Region pointing data:
....................
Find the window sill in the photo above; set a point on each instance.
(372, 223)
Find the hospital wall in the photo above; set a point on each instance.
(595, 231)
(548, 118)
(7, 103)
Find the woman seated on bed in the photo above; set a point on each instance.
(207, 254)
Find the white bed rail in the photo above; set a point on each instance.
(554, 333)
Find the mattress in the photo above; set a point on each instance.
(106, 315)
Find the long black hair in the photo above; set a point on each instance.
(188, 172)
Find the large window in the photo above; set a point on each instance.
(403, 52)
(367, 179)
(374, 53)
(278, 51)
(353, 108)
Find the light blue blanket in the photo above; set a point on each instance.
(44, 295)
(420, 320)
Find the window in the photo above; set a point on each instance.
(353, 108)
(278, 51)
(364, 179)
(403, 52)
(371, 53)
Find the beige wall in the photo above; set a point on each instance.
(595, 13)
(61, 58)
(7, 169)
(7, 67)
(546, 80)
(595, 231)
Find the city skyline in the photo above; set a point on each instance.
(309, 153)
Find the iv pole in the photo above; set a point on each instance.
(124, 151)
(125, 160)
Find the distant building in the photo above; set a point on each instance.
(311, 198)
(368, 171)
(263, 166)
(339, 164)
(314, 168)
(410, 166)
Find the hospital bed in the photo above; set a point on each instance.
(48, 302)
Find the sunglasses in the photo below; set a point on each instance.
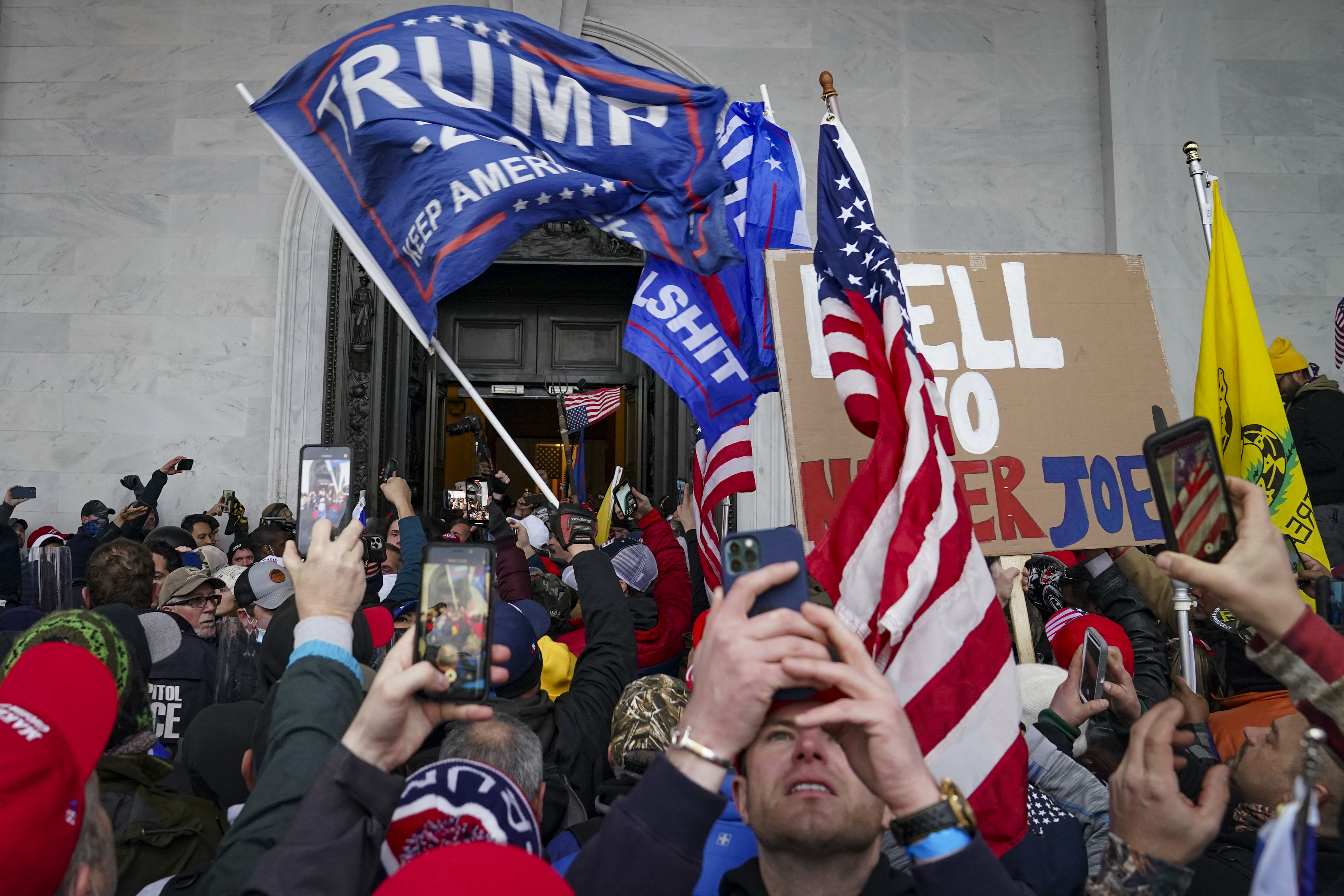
....................
Your objective: Please retype the entries above word for word, but only from the line containing "Find the iv" through the last line, and without the pictures.

Response:
Find the iv pole in the photo above; set a point on each instance.
(124, 151)
(125, 160)
Find the distant building in the photo above; set a point on each instance.
(311, 198)
(368, 171)
(263, 166)
(339, 164)
(314, 168)
(410, 166)
Find the hospital bed in the photo above; set a point on each instance.
(48, 302)
Find the sunglasses in the photo below; set a point on each instance.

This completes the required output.